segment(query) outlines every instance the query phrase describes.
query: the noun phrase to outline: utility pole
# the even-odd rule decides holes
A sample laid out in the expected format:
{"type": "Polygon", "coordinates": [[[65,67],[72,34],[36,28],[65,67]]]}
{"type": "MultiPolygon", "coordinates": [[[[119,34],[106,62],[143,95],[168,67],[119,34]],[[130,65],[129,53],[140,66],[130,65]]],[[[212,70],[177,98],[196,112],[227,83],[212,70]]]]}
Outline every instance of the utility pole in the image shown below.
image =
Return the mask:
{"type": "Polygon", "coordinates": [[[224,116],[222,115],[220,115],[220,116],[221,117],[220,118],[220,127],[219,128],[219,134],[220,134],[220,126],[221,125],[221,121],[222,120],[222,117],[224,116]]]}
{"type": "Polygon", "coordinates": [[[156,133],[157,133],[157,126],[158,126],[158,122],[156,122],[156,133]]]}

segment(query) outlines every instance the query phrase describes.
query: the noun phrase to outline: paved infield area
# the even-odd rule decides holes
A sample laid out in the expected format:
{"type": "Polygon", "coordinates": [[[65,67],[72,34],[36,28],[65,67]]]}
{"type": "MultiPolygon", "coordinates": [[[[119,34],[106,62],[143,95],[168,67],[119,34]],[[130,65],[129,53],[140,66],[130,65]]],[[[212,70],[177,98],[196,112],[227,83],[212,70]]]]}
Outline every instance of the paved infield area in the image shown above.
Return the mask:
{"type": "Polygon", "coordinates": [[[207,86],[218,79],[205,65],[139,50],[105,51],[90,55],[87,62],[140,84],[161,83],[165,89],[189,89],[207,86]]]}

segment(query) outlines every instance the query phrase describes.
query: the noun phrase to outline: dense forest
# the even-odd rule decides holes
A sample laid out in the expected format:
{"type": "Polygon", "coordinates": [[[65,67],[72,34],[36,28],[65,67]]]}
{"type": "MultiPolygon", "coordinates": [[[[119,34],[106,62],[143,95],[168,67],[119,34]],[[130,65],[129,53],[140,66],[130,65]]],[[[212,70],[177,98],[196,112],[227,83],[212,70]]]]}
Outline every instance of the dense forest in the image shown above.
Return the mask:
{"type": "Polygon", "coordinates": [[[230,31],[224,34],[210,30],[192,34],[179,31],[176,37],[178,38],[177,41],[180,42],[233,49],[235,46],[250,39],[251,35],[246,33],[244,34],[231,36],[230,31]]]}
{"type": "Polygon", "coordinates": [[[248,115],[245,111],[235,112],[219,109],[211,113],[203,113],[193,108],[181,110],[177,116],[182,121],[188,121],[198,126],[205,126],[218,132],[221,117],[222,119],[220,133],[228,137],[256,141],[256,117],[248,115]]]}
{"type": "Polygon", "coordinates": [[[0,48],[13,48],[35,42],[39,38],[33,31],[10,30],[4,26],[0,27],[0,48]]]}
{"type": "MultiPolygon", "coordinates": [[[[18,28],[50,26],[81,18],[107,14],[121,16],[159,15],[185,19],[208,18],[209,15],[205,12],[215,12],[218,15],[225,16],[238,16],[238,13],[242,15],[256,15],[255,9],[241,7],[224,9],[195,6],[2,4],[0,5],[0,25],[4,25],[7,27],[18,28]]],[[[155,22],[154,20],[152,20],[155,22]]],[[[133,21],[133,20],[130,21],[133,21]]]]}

++++++++++

**GIVEN TASK:**
Identify each line above that contains the word "area", and copy those lines in full.

**WRITTEN RESPONSE:**
query: the noun phrase to outline: paved infield area
Outline every instance of the paved infield area in the image shown above.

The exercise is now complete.